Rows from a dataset
-- start --

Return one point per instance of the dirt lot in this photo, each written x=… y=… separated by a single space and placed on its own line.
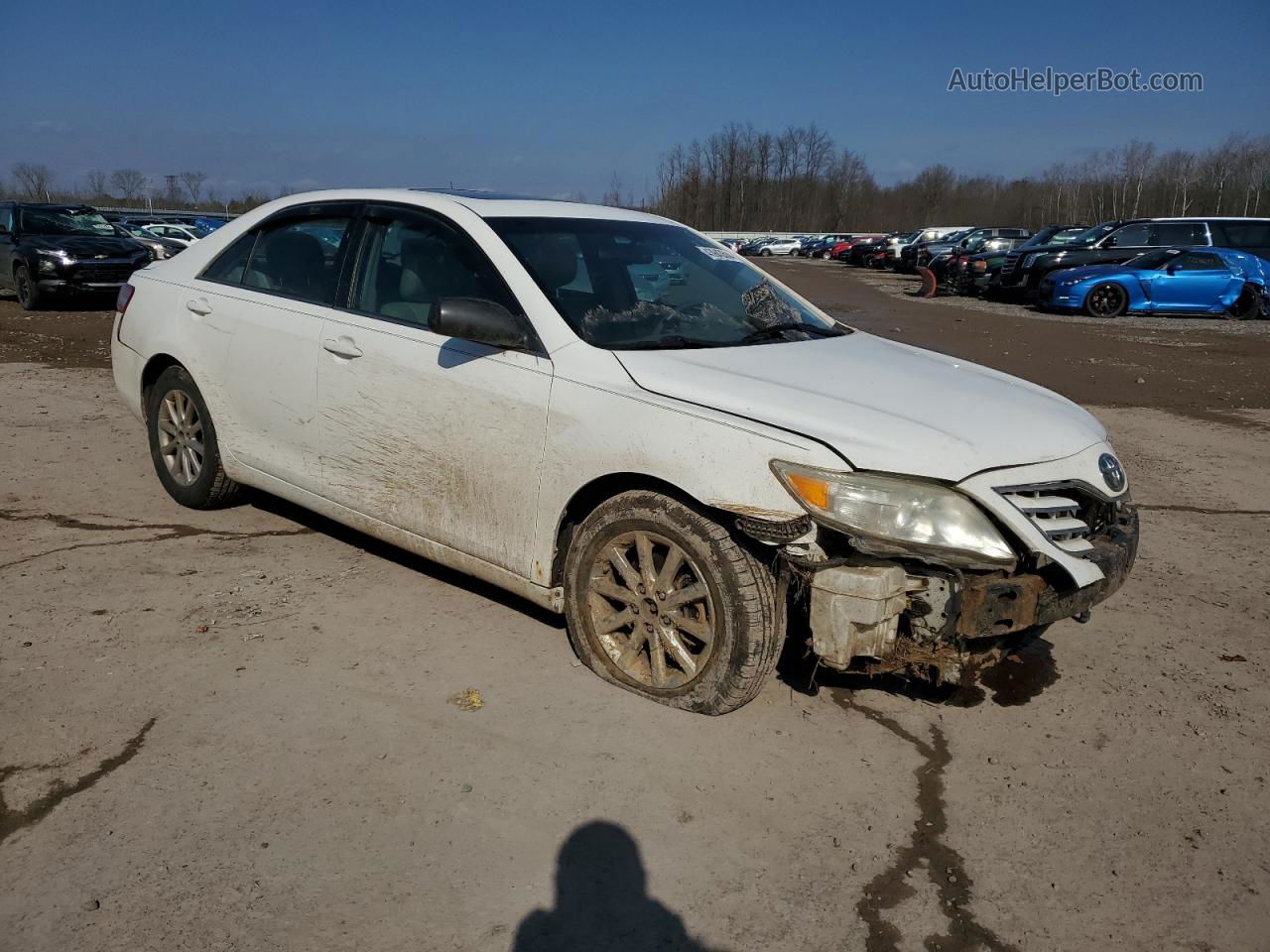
x=235 y=730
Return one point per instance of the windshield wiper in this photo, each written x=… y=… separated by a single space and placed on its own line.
x=775 y=330
x=671 y=341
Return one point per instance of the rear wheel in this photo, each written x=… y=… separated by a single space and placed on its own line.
x=27 y=289
x=1250 y=303
x=1106 y=299
x=183 y=444
x=663 y=602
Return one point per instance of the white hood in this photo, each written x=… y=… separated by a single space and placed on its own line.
x=881 y=405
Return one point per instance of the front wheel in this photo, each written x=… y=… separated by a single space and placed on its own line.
x=665 y=602
x=27 y=289
x=1106 y=299
x=183 y=444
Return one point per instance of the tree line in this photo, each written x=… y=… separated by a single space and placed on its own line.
x=131 y=188
x=742 y=179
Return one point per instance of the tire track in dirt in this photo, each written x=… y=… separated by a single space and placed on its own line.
x=943 y=865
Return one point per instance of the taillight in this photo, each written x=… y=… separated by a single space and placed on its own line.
x=121 y=302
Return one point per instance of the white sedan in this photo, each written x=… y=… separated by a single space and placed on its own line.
x=507 y=386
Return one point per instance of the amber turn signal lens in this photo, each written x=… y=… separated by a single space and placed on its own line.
x=813 y=492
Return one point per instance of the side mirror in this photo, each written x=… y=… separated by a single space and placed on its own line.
x=477 y=320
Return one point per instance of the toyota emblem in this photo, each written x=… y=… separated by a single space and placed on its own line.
x=1112 y=474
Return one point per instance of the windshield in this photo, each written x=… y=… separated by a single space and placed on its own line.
x=1089 y=235
x=64 y=221
x=624 y=285
x=1153 y=261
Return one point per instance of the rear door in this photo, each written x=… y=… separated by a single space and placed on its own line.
x=436 y=435
x=268 y=295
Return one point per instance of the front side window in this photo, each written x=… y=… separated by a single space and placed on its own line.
x=1130 y=236
x=1179 y=234
x=299 y=258
x=409 y=264
x=1255 y=235
x=230 y=264
x=622 y=285
x=1199 y=262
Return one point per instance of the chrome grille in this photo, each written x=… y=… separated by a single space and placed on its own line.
x=1062 y=513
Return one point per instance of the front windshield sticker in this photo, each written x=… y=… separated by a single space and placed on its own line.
x=719 y=254
x=766 y=307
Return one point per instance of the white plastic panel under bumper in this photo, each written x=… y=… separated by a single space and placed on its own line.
x=1043 y=520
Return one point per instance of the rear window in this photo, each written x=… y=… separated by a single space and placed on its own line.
x=1242 y=234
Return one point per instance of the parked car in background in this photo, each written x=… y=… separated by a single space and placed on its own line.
x=55 y=250
x=1199 y=281
x=780 y=246
x=645 y=468
x=913 y=250
x=947 y=266
x=864 y=254
x=754 y=245
x=839 y=250
x=973 y=241
x=896 y=258
x=185 y=234
x=821 y=246
x=157 y=246
x=980 y=273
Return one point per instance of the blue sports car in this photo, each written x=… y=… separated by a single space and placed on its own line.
x=1216 y=281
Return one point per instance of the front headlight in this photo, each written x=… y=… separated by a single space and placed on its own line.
x=921 y=517
x=49 y=259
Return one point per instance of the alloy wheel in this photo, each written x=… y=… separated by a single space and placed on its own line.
x=649 y=608
x=181 y=436
x=1106 y=301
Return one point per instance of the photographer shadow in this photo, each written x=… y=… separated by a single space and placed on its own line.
x=602 y=902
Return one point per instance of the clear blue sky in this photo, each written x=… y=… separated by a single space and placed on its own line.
x=554 y=96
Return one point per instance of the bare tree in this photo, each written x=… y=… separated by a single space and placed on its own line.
x=128 y=182
x=94 y=184
x=33 y=179
x=193 y=182
x=613 y=195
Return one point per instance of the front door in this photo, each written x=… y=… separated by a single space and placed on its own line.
x=431 y=434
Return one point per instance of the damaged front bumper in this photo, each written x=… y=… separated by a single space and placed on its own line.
x=876 y=616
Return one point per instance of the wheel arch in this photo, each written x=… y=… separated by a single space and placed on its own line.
x=155 y=366
x=589 y=495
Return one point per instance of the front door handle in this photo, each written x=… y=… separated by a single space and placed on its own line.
x=341 y=347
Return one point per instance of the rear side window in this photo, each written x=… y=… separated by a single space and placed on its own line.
x=1243 y=234
x=299 y=259
x=230 y=264
x=409 y=264
x=1179 y=234
x=1130 y=236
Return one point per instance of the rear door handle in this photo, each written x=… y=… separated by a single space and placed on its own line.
x=341 y=347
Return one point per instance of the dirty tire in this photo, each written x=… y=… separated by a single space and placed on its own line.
x=28 y=291
x=1250 y=303
x=930 y=284
x=748 y=611
x=1106 y=299
x=212 y=488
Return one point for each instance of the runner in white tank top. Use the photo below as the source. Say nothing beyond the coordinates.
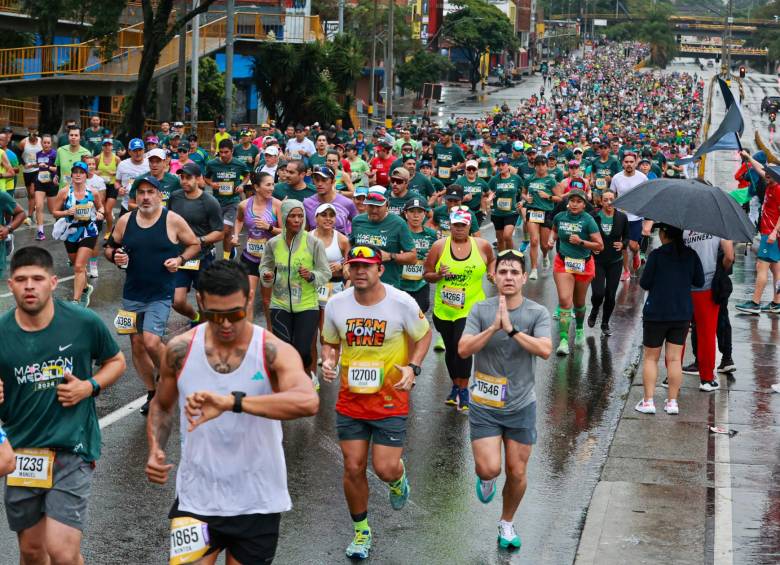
(234, 382)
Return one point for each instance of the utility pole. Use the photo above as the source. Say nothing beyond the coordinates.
(181, 93)
(230, 23)
(195, 65)
(389, 63)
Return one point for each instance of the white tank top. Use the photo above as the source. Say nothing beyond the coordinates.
(234, 464)
(29, 155)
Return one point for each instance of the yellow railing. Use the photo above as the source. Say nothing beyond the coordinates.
(88, 58)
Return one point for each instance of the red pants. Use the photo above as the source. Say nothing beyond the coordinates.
(705, 314)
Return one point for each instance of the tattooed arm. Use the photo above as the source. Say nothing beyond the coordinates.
(294, 395)
(163, 408)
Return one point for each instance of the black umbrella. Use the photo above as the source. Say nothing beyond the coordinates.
(689, 204)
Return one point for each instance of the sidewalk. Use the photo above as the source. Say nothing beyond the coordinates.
(673, 492)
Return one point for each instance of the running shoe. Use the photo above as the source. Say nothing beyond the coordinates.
(399, 493)
(671, 407)
(749, 307)
(145, 408)
(727, 365)
(463, 400)
(86, 295)
(507, 536)
(770, 308)
(452, 399)
(486, 490)
(645, 406)
(360, 546)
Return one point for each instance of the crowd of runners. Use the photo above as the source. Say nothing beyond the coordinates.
(348, 248)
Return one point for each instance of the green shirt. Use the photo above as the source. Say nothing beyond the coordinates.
(441, 217)
(392, 234)
(246, 156)
(568, 224)
(283, 190)
(409, 273)
(226, 177)
(66, 158)
(535, 186)
(506, 192)
(32, 364)
(446, 158)
(168, 184)
(477, 188)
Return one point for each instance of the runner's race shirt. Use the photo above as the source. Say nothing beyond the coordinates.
(32, 364)
(374, 339)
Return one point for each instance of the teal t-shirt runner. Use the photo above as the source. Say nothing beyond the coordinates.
(506, 193)
(226, 177)
(569, 224)
(32, 364)
(536, 185)
(411, 275)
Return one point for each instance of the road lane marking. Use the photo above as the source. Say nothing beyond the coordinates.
(723, 542)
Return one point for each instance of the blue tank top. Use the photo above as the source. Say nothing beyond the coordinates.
(254, 249)
(147, 278)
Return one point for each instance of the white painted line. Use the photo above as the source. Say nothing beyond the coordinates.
(723, 542)
(129, 408)
(63, 279)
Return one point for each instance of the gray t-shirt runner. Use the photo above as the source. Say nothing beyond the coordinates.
(504, 372)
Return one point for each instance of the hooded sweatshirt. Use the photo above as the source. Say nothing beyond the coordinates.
(291, 292)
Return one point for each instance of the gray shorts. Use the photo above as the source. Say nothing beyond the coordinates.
(65, 502)
(519, 426)
(152, 317)
(229, 212)
(387, 431)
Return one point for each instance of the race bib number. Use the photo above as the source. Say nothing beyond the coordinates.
(489, 390)
(453, 297)
(412, 272)
(125, 322)
(255, 247)
(83, 212)
(536, 216)
(365, 377)
(575, 266)
(225, 188)
(191, 265)
(189, 540)
(34, 468)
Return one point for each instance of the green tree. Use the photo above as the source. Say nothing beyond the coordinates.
(159, 29)
(475, 28)
(424, 66)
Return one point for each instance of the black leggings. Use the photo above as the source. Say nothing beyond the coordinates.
(299, 330)
(604, 286)
(451, 331)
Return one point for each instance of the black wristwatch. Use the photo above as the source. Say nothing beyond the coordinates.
(238, 397)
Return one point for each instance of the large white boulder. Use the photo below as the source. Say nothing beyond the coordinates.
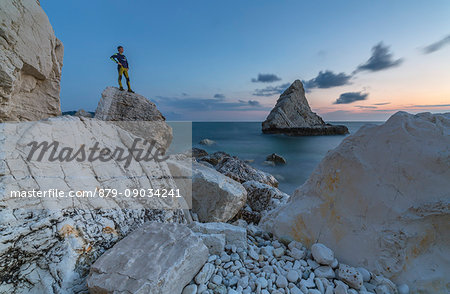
(31, 59)
(215, 197)
(381, 200)
(47, 244)
(156, 258)
(123, 107)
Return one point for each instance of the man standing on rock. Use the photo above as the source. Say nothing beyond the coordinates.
(122, 67)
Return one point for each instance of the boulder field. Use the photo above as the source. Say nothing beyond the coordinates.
(381, 200)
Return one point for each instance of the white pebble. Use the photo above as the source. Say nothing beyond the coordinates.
(281, 282)
(293, 276)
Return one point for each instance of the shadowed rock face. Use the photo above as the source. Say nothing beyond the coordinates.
(122, 107)
(381, 200)
(30, 63)
(48, 244)
(293, 116)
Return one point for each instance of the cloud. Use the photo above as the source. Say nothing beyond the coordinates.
(381, 59)
(270, 90)
(191, 104)
(437, 45)
(350, 97)
(266, 78)
(251, 102)
(431, 105)
(328, 79)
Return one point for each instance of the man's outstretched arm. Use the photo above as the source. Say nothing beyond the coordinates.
(114, 58)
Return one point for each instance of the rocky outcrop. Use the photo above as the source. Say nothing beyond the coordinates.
(30, 63)
(234, 235)
(134, 113)
(156, 258)
(49, 243)
(381, 200)
(241, 171)
(293, 116)
(215, 197)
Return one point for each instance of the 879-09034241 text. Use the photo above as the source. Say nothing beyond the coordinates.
(98, 192)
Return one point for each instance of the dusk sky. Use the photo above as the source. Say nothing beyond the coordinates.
(230, 60)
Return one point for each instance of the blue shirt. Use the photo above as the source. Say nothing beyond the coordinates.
(120, 58)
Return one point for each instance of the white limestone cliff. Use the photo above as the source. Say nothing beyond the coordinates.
(381, 200)
(31, 59)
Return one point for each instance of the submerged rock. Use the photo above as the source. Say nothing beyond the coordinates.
(381, 200)
(156, 258)
(30, 63)
(275, 158)
(207, 142)
(84, 113)
(293, 116)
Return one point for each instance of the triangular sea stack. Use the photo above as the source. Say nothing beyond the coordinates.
(293, 116)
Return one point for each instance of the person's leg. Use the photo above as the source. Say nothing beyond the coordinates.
(120, 70)
(125, 72)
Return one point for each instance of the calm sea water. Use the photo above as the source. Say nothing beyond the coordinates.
(245, 140)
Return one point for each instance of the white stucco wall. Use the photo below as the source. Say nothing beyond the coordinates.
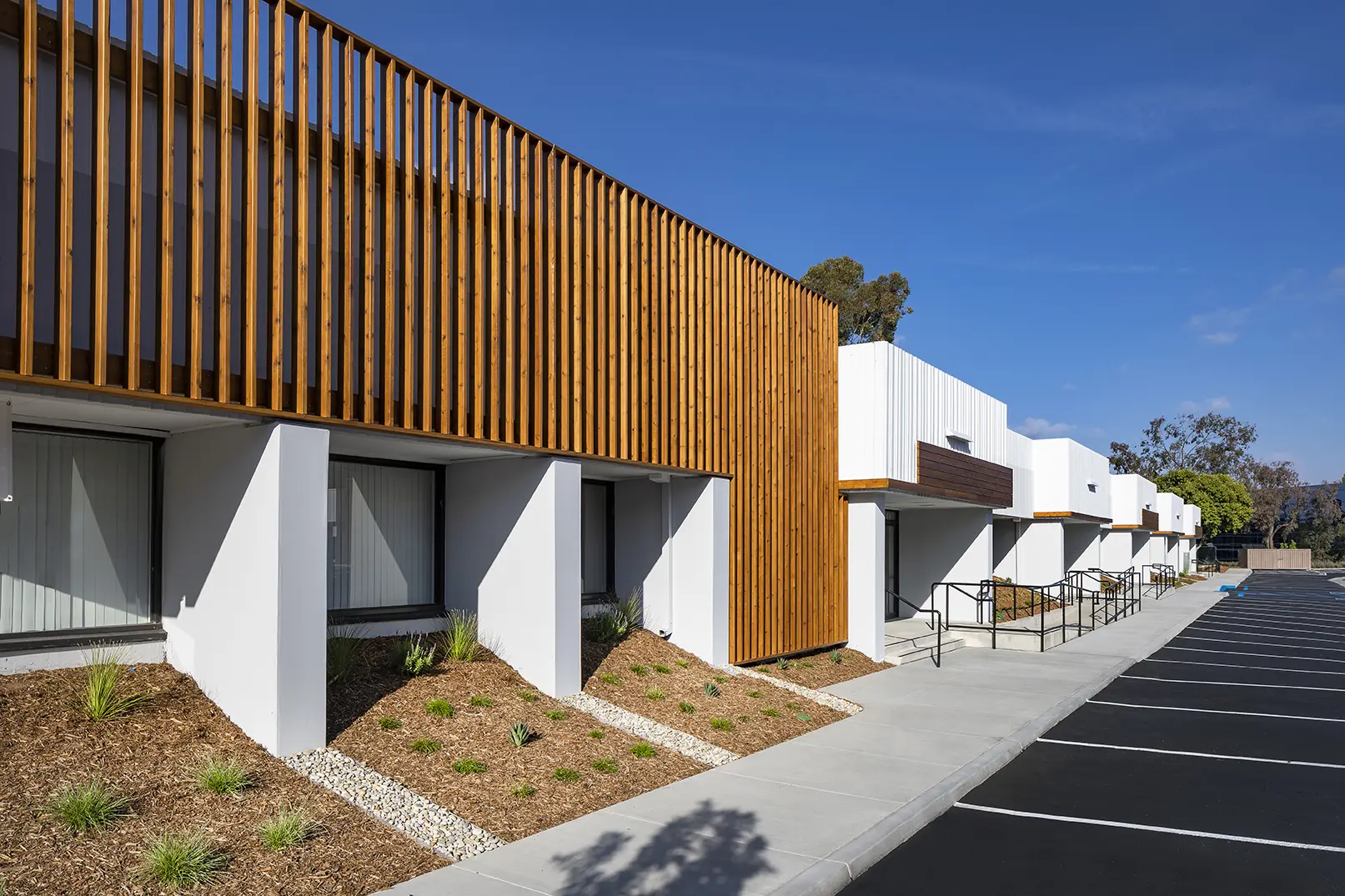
(243, 576)
(513, 556)
(943, 545)
(1068, 477)
(866, 573)
(889, 400)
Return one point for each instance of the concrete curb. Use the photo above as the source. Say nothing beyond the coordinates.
(845, 864)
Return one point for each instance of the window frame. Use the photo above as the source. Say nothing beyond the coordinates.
(409, 611)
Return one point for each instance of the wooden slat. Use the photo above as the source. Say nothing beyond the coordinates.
(445, 144)
(166, 197)
(347, 237)
(493, 223)
(460, 263)
(101, 162)
(510, 256)
(324, 221)
(526, 296)
(300, 214)
(370, 306)
(429, 335)
(250, 248)
(278, 205)
(195, 195)
(223, 198)
(479, 275)
(28, 188)
(408, 358)
(389, 221)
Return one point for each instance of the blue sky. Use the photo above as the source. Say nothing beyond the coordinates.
(1106, 212)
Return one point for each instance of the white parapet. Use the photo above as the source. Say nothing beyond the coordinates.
(513, 558)
(243, 576)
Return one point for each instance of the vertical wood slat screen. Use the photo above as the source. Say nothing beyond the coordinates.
(427, 265)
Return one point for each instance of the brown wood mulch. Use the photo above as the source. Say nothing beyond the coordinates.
(148, 756)
(818, 670)
(480, 733)
(752, 728)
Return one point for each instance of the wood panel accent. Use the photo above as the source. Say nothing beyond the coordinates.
(956, 473)
(576, 317)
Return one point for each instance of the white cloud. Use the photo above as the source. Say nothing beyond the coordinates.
(1041, 428)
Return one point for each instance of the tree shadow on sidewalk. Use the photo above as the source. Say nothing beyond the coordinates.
(708, 852)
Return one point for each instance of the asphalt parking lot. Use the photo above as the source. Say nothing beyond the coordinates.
(1215, 766)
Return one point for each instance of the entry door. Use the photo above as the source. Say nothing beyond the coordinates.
(889, 549)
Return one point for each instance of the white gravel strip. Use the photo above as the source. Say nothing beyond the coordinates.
(816, 696)
(394, 805)
(649, 729)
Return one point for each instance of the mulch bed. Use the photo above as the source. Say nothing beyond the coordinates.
(147, 756)
(480, 733)
(818, 670)
(752, 728)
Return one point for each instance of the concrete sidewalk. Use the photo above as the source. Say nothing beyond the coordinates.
(811, 814)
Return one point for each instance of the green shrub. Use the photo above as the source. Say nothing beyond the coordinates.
(414, 655)
(222, 775)
(344, 654)
(88, 805)
(287, 828)
(460, 638)
(107, 694)
(521, 735)
(180, 860)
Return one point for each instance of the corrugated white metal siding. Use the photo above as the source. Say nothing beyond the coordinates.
(76, 540)
(382, 536)
(891, 400)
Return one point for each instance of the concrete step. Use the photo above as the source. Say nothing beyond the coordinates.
(906, 653)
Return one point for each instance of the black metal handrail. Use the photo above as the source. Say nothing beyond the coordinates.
(938, 623)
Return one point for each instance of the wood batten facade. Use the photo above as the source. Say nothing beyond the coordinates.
(425, 265)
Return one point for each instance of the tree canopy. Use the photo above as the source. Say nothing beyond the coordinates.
(1211, 443)
(868, 310)
(1224, 503)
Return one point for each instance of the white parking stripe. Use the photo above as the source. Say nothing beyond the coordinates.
(1215, 712)
(1184, 753)
(1156, 829)
(1257, 643)
(1237, 628)
(1247, 653)
(1196, 662)
(1232, 683)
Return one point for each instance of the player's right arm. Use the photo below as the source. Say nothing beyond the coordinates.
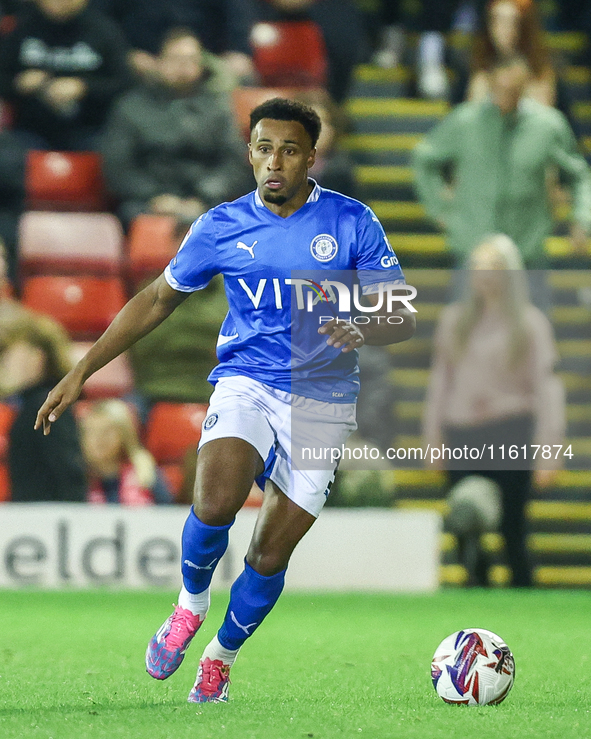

-- end --

What this task involves
Select each line of the records above that contains the string "race". Treat uppercase and lowercase letters as different.

The completed task
Return one point for each instance of the runner's race shirt. Use the photo above as the source. Say nothing beyond the coordinates.
Return one point for each instance of the race bib number. Use the photo above as the source. Say nothing beyond the coordinates.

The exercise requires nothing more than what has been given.